[BEGIN RECORDS SUPPLIED]
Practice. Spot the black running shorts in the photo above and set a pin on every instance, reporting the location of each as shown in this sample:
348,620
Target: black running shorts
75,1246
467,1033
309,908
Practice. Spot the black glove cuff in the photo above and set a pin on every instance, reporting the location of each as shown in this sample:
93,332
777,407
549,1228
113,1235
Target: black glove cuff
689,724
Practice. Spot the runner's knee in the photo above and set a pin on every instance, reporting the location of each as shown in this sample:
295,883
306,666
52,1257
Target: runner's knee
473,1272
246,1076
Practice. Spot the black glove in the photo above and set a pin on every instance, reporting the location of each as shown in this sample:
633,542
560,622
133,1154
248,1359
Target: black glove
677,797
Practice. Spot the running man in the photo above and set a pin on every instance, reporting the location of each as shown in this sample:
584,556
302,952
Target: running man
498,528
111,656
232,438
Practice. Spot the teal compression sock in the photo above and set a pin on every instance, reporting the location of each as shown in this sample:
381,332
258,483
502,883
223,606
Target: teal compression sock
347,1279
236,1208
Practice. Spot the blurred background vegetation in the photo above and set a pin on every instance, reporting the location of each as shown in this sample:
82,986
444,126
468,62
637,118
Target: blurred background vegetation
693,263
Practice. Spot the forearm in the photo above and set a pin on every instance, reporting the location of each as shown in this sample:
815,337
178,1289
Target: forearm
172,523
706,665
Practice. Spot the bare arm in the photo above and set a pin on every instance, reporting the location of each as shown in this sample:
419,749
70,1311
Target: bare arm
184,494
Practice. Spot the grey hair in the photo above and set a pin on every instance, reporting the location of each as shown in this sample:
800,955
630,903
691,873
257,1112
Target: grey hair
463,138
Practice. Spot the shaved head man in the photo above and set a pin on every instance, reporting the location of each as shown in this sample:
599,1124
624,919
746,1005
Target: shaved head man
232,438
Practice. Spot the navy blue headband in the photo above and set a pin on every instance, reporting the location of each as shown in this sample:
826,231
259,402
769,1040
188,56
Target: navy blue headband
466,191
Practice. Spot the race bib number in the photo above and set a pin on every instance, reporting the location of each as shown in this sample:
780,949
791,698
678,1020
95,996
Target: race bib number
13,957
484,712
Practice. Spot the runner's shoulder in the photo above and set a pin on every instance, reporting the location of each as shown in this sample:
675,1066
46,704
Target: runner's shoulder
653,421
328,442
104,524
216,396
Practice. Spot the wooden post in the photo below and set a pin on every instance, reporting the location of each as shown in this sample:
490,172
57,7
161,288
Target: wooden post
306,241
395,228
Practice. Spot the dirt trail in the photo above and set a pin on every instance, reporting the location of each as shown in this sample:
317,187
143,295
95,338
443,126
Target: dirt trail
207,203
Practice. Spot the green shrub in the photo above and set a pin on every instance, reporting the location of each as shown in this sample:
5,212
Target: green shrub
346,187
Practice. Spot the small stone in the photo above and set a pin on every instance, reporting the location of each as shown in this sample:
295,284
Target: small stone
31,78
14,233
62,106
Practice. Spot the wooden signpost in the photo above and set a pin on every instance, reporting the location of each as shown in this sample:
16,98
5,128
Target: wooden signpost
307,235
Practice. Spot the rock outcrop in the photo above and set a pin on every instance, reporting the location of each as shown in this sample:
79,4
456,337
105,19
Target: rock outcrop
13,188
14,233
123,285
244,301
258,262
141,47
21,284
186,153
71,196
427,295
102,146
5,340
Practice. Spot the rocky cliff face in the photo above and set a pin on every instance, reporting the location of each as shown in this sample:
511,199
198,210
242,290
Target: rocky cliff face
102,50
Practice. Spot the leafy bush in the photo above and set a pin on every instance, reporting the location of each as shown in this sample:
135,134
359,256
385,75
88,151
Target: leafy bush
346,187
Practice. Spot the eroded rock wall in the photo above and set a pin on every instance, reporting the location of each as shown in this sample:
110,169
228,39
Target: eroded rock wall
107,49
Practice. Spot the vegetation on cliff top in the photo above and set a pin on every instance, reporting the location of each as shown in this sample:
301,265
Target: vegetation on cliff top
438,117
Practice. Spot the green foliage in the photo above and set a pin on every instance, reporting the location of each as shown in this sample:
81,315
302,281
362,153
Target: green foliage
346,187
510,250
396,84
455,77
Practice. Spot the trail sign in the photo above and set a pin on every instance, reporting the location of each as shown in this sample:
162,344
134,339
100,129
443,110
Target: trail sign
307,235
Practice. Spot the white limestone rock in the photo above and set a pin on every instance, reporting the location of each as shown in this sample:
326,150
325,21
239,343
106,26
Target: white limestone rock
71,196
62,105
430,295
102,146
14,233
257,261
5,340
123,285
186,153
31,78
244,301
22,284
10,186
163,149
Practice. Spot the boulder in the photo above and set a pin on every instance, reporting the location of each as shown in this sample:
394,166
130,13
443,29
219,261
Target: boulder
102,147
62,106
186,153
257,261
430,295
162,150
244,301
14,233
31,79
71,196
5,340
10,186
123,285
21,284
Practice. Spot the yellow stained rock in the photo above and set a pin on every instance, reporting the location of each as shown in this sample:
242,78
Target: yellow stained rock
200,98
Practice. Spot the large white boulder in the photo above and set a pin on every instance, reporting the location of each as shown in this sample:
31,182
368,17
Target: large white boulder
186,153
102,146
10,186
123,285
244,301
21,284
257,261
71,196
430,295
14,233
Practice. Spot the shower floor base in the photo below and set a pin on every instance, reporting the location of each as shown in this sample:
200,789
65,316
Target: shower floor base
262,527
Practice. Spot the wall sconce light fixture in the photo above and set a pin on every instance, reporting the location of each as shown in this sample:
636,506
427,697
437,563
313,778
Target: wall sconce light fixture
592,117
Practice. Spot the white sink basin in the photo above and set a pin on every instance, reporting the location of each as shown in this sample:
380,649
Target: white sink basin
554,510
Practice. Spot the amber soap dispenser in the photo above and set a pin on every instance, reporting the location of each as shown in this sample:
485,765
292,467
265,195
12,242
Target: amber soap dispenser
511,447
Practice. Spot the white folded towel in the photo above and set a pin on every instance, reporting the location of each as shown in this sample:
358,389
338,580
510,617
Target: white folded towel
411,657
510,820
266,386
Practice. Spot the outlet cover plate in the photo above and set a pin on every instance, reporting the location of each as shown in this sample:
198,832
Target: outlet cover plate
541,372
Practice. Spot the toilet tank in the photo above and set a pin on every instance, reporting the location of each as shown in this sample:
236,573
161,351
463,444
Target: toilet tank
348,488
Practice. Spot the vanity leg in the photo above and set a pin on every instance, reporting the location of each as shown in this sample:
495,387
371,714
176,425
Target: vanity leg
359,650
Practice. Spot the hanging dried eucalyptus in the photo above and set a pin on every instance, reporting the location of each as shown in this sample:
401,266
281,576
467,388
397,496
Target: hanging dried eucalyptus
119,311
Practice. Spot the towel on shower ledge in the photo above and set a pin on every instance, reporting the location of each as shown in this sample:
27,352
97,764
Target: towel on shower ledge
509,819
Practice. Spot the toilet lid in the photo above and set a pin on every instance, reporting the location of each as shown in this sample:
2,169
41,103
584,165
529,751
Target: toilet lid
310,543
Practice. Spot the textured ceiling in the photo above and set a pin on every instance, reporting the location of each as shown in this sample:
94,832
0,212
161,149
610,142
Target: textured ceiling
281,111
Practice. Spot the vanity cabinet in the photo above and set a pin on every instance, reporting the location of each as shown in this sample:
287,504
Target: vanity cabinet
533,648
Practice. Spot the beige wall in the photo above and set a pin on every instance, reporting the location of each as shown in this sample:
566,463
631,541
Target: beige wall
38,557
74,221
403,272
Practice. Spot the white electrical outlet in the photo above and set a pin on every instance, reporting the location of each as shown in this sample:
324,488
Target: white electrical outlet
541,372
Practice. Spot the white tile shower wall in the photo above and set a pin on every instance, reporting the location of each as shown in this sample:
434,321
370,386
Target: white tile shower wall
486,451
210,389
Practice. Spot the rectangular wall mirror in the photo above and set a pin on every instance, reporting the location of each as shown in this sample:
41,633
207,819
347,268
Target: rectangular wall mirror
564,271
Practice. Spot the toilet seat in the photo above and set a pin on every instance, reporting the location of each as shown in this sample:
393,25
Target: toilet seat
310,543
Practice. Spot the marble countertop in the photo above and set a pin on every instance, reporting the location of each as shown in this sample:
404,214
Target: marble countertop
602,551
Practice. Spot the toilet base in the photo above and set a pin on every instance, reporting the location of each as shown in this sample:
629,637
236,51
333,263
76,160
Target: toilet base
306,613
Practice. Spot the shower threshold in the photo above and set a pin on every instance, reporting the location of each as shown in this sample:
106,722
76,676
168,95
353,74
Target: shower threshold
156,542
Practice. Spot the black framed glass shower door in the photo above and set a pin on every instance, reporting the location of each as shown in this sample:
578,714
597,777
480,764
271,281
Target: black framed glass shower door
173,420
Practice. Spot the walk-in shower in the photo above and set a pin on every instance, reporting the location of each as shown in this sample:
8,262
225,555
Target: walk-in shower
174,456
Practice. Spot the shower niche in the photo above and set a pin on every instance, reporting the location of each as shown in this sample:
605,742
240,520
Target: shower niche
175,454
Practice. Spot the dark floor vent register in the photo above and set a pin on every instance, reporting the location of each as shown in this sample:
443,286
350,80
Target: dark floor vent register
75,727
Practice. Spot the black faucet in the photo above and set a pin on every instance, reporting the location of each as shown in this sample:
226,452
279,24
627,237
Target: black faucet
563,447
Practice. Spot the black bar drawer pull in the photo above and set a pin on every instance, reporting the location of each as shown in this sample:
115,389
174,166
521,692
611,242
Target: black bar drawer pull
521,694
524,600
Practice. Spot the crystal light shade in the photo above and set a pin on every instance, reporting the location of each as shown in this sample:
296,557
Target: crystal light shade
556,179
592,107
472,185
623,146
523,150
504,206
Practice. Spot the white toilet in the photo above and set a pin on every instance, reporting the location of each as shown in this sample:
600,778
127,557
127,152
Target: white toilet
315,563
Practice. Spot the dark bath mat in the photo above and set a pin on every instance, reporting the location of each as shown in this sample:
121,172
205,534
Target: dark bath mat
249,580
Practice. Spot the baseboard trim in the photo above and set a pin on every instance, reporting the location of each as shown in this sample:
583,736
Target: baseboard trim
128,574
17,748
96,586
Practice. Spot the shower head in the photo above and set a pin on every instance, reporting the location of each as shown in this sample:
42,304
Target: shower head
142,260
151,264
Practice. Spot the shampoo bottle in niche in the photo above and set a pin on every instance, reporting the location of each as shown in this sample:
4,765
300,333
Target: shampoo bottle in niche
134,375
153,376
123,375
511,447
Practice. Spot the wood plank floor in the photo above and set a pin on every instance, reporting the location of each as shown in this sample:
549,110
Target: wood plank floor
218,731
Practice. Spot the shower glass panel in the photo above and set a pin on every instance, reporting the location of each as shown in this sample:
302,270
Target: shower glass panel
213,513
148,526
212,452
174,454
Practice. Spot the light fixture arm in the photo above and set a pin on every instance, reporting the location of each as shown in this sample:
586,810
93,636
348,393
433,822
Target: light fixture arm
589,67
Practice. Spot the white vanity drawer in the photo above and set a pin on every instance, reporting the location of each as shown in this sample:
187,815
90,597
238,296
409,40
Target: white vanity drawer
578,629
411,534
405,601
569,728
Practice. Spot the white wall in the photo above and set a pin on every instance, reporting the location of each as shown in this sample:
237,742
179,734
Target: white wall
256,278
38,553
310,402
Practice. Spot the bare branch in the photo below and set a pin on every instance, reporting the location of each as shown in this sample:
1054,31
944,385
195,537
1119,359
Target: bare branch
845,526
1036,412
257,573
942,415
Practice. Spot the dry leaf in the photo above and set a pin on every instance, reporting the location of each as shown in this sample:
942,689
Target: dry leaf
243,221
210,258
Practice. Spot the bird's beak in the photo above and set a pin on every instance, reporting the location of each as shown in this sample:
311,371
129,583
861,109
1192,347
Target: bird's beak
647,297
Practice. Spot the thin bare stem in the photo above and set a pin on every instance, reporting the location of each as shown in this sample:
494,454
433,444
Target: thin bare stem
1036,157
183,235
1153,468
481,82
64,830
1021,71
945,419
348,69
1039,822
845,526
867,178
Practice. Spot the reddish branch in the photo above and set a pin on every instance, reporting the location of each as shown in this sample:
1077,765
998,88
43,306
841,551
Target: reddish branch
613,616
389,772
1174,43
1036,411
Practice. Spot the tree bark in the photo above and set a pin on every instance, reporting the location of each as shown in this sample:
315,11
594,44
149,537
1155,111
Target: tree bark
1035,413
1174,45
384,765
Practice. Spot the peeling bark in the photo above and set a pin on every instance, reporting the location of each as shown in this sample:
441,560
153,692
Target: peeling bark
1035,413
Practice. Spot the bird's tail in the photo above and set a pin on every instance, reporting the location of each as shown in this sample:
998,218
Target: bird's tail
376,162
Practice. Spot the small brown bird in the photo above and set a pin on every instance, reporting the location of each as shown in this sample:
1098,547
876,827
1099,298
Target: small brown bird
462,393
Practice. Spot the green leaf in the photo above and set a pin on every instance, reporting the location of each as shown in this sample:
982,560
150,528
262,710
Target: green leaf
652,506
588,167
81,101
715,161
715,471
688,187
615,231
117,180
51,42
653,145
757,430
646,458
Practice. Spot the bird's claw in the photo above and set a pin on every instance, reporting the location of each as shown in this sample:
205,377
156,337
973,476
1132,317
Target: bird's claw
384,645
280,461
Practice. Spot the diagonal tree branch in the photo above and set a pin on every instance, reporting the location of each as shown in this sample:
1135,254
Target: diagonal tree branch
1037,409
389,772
[END RECORDS SUPPLIED]
THE TASK -> Return the line that contains "Practice. Spot the tree" along with every line after it through the end of the entries, exactly, adding nothing.

EXPECTED ANSWER ->
Practice. Spot the tree bark in the photo above and set a pin on every instance, reporting the location of each as shown in this sample:
315,11
594,44
149,537
1155,111
Target: tree bark
1035,413
1174,45
384,765
Practice. Spot the peeling bark in the photo above and set a pin on every instance, reporting the location of each as shown in this sample:
441,560
153,692
Target: peeling bark
1035,413
Practice. Spot the bird's tail in the photo above and set a pin on every instance, reporting the location of each as shown in this sample:
998,218
Target: bird's tail
376,162
Practice. Spot the small brown bird in the photo above and set a pin on every instance, reporting the location of each as shown in this sample:
1098,547
876,827
1099,298
Target: small brown bird
462,393
Practice. Spot the green leaf in the photo above and set a pin on every instance, reporting the location of each as shown in this sample:
982,560
150,528
262,710
Target: green leaf
652,506
588,167
81,101
715,161
715,471
688,187
615,231
117,180
51,42
653,145
757,430
646,458
Practice. Spot the bird's claw in the photo above and set a pin on every instance, reporting the location of each as shown in this sample:
205,377
156,337
973,476
1132,317
Target: bird's claw
384,645
280,461
Practice. Spot the diagonal tree branch in the photo above and set a pin on every instance, reporting the location of each as shown in this sample:
1135,254
Target: diagonal tree branch
1037,409
389,772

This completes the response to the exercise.